Document excerpt:
= Beginning of Section =

Some special and large mosques in Zabid like the Great Mosque and Al-Asha'air Mosque perform tarawih prayer two to three times every night of Ramadan so those who haven't performed their prayers in early evening can perform them in late evening or late at night. Prayers are begun after the isha prayer and then at 11 p.m. and 12 a.m. Prayer calls are done three times via loudspeaker, therefore, everyone is notified about performing tarawih prayer at different times of the night throughout Ramadan.
Furthermore, those who care more for others are present especially on the last 10 nights of Ramadan, where the rich visit the poor and distribute Ramadan charity, by which they ask Allah's forgiveness and acceptance of their good deeds during Ramadan and the whole year. Thus, Ramadan in Zabid has a special flavor and spiritual status, which remain in the memory and are never forgotten.
Many mosques in Hodeidah city read short Qur'anic passages and thus complete tarawih prayer very quickly, while others prolong the reading during prayers, especially tarawih and tahajod prayers (performed after tarawih prayer), but this depends on the imam of the mosque. Most often, they are Sunni, Islah or Sufi groups. Sufis usually read short suras (chapters) of the Qur'an.

= End of Section =

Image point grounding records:

= Beginning of Section =

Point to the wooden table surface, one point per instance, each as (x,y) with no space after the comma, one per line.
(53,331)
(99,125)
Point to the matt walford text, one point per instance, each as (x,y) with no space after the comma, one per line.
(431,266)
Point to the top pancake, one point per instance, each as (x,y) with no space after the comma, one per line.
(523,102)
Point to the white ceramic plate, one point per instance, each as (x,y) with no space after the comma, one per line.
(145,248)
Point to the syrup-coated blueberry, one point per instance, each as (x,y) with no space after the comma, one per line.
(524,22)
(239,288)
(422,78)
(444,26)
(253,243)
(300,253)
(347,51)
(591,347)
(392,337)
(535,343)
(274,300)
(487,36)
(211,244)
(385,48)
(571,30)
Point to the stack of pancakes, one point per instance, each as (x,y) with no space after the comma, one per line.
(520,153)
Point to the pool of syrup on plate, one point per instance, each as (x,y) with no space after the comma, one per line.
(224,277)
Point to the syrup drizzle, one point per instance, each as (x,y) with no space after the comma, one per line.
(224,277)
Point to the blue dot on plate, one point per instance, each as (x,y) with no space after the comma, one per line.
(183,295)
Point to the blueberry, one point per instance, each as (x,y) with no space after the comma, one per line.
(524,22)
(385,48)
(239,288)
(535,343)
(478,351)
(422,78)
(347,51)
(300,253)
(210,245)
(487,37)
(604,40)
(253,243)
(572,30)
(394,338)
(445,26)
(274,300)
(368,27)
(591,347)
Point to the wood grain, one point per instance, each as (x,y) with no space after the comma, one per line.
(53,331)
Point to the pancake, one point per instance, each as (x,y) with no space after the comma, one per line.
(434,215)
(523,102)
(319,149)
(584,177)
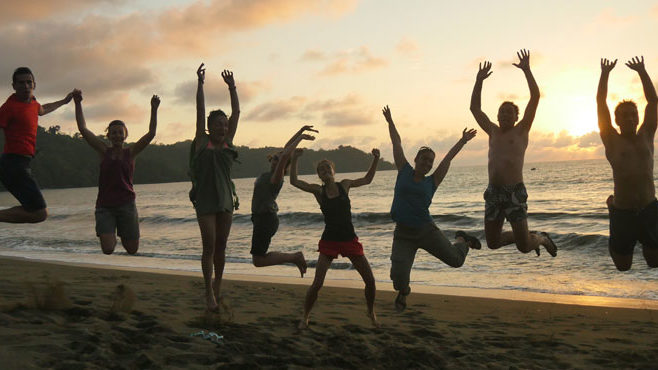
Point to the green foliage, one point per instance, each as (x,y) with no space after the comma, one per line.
(64,161)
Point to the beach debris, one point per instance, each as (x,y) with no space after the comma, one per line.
(210,335)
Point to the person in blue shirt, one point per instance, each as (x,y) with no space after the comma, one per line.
(414,227)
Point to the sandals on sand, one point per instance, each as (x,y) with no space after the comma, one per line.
(473,241)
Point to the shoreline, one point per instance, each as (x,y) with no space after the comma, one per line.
(64,315)
(500,294)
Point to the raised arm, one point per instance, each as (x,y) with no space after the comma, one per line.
(49,107)
(290,147)
(235,104)
(442,170)
(398,153)
(299,184)
(605,123)
(367,179)
(484,71)
(153,124)
(91,139)
(300,133)
(531,108)
(649,125)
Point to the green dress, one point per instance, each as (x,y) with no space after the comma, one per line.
(213,190)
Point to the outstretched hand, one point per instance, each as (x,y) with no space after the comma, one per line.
(201,73)
(155,102)
(468,134)
(607,65)
(308,128)
(76,94)
(524,60)
(228,78)
(387,114)
(484,70)
(636,64)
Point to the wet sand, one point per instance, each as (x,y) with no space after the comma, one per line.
(73,317)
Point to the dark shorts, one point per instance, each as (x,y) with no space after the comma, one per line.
(629,226)
(348,248)
(16,176)
(265,226)
(506,201)
(122,220)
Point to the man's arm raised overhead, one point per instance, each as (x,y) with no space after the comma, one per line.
(531,108)
(605,123)
(484,71)
(649,125)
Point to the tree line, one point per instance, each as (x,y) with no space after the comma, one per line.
(67,161)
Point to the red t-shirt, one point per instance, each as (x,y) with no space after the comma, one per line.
(20,121)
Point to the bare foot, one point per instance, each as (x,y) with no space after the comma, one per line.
(373,318)
(303,323)
(300,261)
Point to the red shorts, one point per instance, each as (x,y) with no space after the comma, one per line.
(345,249)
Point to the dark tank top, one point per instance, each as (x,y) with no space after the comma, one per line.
(115,180)
(337,216)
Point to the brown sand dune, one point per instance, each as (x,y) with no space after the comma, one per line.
(125,319)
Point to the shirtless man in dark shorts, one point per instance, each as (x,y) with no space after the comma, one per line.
(633,208)
(506,195)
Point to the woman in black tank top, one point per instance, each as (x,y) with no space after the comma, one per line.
(338,236)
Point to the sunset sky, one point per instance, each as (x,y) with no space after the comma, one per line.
(333,64)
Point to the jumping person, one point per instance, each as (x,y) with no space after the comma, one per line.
(338,236)
(19,117)
(414,227)
(633,208)
(506,196)
(264,208)
(116,213)
(213,192)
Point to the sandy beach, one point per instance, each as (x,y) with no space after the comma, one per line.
(74,317)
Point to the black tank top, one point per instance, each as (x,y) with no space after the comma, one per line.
(337,216)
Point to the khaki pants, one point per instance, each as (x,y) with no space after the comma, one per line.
(407,240)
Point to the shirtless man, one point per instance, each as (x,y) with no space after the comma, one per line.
(506,195)
(633,208)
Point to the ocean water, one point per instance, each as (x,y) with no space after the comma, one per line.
(566,199)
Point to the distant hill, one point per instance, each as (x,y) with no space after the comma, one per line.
(64,161)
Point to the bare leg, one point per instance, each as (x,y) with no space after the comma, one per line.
(278,258)
(623,262)
(130,246)
(651,256)
(363,267)
(19,215)
(493,231)
(207,226)
(321,268)
(223,228)
(108,242)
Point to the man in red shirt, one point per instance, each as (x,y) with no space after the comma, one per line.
(19,117)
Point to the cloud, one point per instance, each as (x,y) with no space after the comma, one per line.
(407,46)
(100,52)
(15,11)
(343,112)
(276,110)
(349,61)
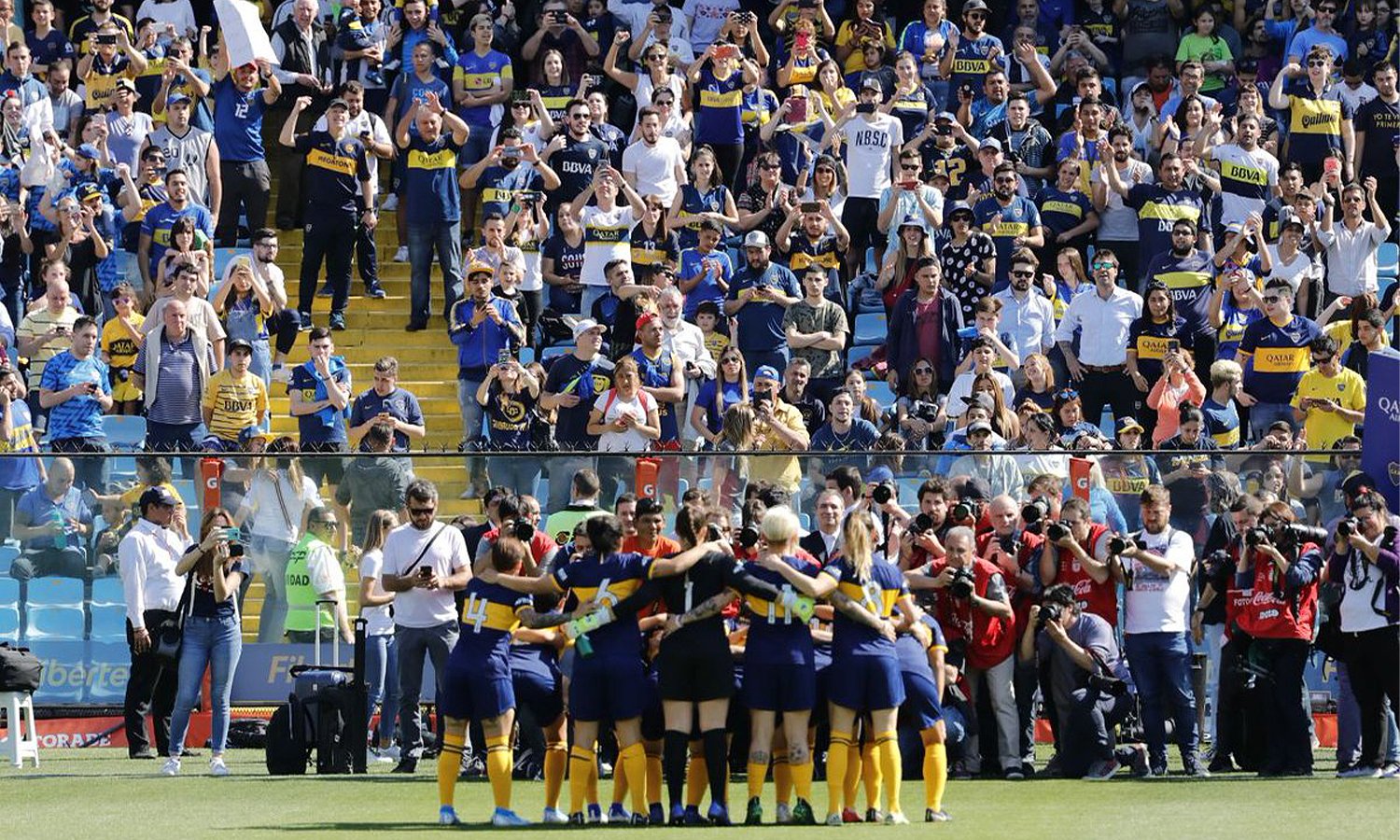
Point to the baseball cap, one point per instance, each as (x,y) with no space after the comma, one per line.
(756,240)
(767,372)
(584,325)
(157,495)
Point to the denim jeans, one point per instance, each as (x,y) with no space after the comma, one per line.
(413,644)
(1161,665)
(381,669)
(444,238)
(269,556)
(213,643)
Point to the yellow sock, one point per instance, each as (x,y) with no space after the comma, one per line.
(887,748)
(935,775)
(837,759)
(654,773)
(697,778)
(853,775)
(781,780)
(581,766)
(556,759)
(450,763)
(870,775)
(635,762)
(500,761)
(803,780)
(756,775)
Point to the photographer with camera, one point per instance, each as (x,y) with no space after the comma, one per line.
(1014,551)
(1274,599)
(1156,568)
(1075,552)
(1088,680)
(974,609)
(1365,557)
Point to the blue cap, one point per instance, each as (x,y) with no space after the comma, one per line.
(767,372)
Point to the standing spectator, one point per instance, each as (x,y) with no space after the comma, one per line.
(339,198)
(385,403)
(1158,568)
(148,554)
(758,300)
(212,637)
(434,217)
(173,369)
(425,562)
(52,525)
(240,105)
(319,392)
(1351,248)
(76,391)
(483,327)
(573,384)
(1279,347)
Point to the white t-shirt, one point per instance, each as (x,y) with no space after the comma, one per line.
(378,619)
(654,167)
(1156,602)
(638,406)
(607,237)
(870,146)
(263,512)
(447,554)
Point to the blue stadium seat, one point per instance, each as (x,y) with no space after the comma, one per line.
(108,591)
(871,329)
(108,622)
(125,433)
(55,591)
(55,622)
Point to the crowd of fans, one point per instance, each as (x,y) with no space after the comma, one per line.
(823,245)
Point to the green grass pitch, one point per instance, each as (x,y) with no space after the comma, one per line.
(101,794)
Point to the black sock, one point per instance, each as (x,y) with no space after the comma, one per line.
(717,764)
(674,755)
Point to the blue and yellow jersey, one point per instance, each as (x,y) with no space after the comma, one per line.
(1279,355)
(776,636)
(479,76)
(878,594)
(490,612)
(608,580)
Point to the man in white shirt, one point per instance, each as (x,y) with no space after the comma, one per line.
(425,562)
(1103,319)
(873,142)
(654,164)
(147,556)
(1156,570)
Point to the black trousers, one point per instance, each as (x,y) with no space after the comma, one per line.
(1108,388)
(1374,665)
(148,691)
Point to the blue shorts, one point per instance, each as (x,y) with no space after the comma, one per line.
(607,689)
(921,707)
(865,683)
(472,692)
(780,688)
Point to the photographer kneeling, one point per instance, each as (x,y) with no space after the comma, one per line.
(1086,675)
(1274,601)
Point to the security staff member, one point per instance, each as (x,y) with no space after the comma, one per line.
(336,165)
(314,574)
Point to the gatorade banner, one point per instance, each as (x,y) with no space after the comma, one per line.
(1380,451)
(244,35)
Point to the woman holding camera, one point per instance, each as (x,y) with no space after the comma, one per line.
(1274,599)
(213,637)
(1365,559)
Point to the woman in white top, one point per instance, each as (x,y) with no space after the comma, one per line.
(274,512)
(381,660)
(626,419)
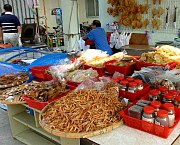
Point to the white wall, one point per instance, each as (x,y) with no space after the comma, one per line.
(51,19)
(82,12)
(161,35)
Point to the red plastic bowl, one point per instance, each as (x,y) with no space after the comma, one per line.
(98,69)
(40,72)
(140,64)
(126,70)
(38,104)
(135,96)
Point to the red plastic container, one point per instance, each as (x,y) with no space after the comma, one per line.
(40,72)
(140,64)
(89,42)
(71,87)
(126,70)
(71,83)
(98,69)
(38,104)
(135,96)
(147,126)
(151,128)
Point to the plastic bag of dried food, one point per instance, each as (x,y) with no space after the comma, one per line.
(91,54)
(102,84)
(117,74)
(60,71)
(81,75)
(149,74)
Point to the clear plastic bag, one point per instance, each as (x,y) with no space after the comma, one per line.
(60,71)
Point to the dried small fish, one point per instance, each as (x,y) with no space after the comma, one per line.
(84,111)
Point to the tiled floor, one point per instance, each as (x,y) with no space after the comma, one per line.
(5,130)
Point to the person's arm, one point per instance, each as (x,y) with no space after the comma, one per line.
(85,37)
(1,34)
(19,29)
(89,36)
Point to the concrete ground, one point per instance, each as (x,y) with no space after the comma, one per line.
(5,130)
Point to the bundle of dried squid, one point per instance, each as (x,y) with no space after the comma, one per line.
(13,78)
(43,91)
(13,94)
(83,111)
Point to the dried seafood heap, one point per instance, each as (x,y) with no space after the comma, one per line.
(13,79)
(165,54)
(81,75)
(44,91)
(84,111)
(13,94)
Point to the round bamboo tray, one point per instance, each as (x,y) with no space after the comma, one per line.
(76,135)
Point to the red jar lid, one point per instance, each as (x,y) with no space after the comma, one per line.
(120,78)
(138,81)
(115,79)
(154,92)
(168,106)
(124,82)
(132,84)
(162,113)
(173,92)
(130,79)
(163,89)
(168,96)
(156,104)
(177,98)
(148,110)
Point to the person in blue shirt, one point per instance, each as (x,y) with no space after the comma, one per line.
(10,27)
(98,35)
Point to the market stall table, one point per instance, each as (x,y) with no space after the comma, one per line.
(125,135)
(137,49)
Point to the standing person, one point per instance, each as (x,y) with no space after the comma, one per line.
(99,36)
(10,27)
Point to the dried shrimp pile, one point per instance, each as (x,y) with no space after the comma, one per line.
(44,91)
(83,111)
(13,94)
(81,75)
(13,79)
(165,54)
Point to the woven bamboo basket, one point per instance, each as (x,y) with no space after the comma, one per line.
(14,84)
(76,135)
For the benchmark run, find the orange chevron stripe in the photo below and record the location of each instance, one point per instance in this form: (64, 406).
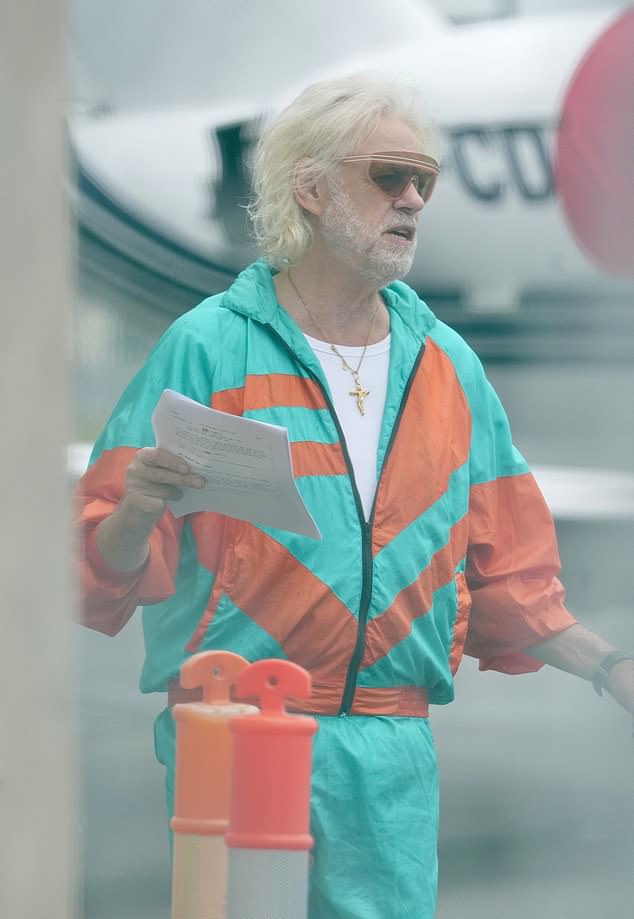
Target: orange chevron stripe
(286, 599)
(106, 477)
(461, 624)
(392, 626)
(311, 458)
(268, 390)
(512, 570)
(433, 441)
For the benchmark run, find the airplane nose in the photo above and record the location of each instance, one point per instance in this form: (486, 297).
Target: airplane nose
(594, 157)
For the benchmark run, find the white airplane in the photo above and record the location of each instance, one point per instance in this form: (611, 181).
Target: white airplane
(536, 190)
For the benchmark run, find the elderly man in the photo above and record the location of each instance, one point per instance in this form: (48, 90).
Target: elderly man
(436, 540)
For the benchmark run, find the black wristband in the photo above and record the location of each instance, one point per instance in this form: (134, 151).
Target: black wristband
(603, 670)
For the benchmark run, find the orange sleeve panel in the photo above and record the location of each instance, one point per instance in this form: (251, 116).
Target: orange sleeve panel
(108, 598)
(512, 568)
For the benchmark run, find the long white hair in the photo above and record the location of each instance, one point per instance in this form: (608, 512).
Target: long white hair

= End of Section =

Exercise description: Copy the stretch of the text on Ramadan in Zabid and Hodeidah from "Furthermore, those who" through "are never forgotten.", keeping every word and punctuation mark unchanged.

Output for this task:
Furthermore, those who care more for others are present especially on the last 10 nights of Ramadan, where the rich visit the poor and distribute Ramadan charity, by which they ask Allah's forgiveness and acceptance of their good deeds during Ramadan and the whole year. Thus, Ramadan in Zabid has a special flavor and spiritual status, which remain in the memory and are never forgotten.